▸ Passage given:
Federal courts hearing diversity cases apply federal procedural law and state substantive law. Hanna v. Plumer, 380 U.S. 460, 465 (1965); Erie R. Co. v. Tompkins, 304 U.S. 64, 78 (1938). State law governs the substance of a privilege asserted in a diversity action. See Fed. R. Evid. 501; Davis v. Leal, 43 F.Supp. 2d 1102, 1108 (E.D. Cal. 1999). Defendants argue that California Civil Code § 3295(c) is a substantive rule that should apply here. Section 3295(c) requires a prima facie showing that a plaintiff will prevail on a punitive damages claim before a defendant must produce pretrial evidence of ability to pay punitive damages. Plaintiffs argue that federal law regarding privilege should apply because § 3295(c) is a procedural rule and not substantive.

To support their argument that § 3295(c) is a substantive rule, Defendants rely on a Ninth Circuit case that held a California penal code statute constituted part of California's substantive state policy protecting privacy and was properly characterized as a substantive law within the meaning of Erie. Feldman v. Allstate Ins. Co., 322 F.3d 660 (9th Cir. 2003). In Feldman, the statute at issue--Cal. Penal Code § 632--made taping a confidential conversation a crime and limited the admissibility of illegally intercepted conversations. Id. at 667. The court found that because secretly recording and replaying personal conversations might infringe on the right to privacy guaranteed by the California Constitution, § 632 embodied a substantive policy aimed to protect the privacy rights of California's citizens. Id.

In contrast, the statute at issue here, Cal. Civ. Code § 3295(c), provides:

No pretrial discovery by the plaintiff shall be permitted with respect to [defendant's profits and financial condition] unless the court enters an order permitting such discovery . . . Upon motion by the plaintiff supported by appropriate affidavits . . . the court may at any time enter an order permitting the discovery . . . if the court finds . . . that the plaintiff has established that there is a substantial probability that the plaintiff will prevail on the claim [of punitive damages].

Only a few district courts in California have expressly addressed whether § 3295(c) is a substantive or procedural rule. They found § 3295(c) to be a procedural rule. See Oakes v. Halvorsen Marine Ltd., 179 F.R.D. 281, 295-296 (C.D. Cal. 1998) (stating "as a state discovery and procedural law, Civ. C. § 3295 conflicts with Fed. R. Civ. P. 26(b); it establishes a discovery scheme fundamentally inconsistent with the discovery rules under the Federal Rules of Civil Procedure"); Charles O. Bradley Trust v. Zenith Capital L.L.C., 2005 U.S. Dist. LEXIS 35562, *9-*10 (N.D. Cal. 2005) (acknowledging that California law requires a prima facie showing of substantial probability of prevailing on the claim but finding that federal law regarding privilege applies). In contrast to Feldman, this Court finds that § 3295(c) sets out the procedure for how or whendiscovery regarding the Defendants' financial information may be obtained, and thus is a procedural rule and does not bear on the substance of the privilege available to Defendants. Under the Federal Rules, the use of protective orders govern how or when discovery may be obtained.

▸ What this exercise asks:
(a) Name every court case cited by name in the passage on California Civil Code § 3295(c).
(b) Render the lines of the Source data listing as a JSON list of strings, one string per line, skipping blank lines. Omit the pictures.
The listing has no connection to the passage and should be treated as separate material.

▸ Source data:
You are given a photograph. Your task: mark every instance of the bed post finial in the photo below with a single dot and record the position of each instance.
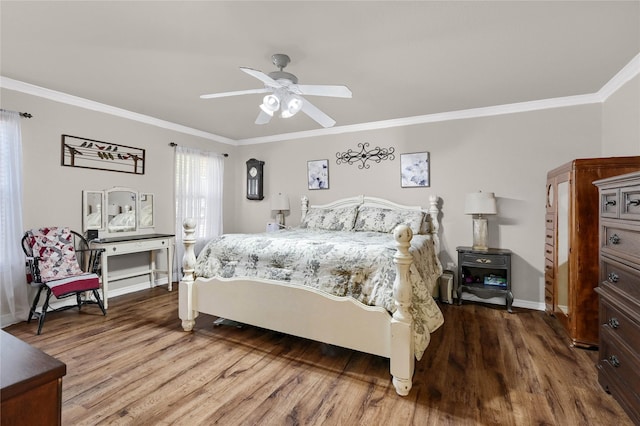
(304, 206)
(402, 344)
(189, 258)
(185, 311)
(402, 286)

▸ Per-task outputs:
(a) Hanna v. Plumer; Erie R. Co. v. Tompkins; Davis v. Leal; Feldman v. Allstate Ins. Co.; Oakes v. Halvorsen Marine Ltd.; Charles O. Bradley Trust v. Zenith Capital L.L.C.

(b)
[
  "You are given a photograph. Your task: mark every instance of the bed post finial in the photo below with a single dot and record the position of each instance.",
  "(304, 206)",
  "(402, 344)",
  "(189, 258)",
  "(185, 311)",
  "(402, 286)"
]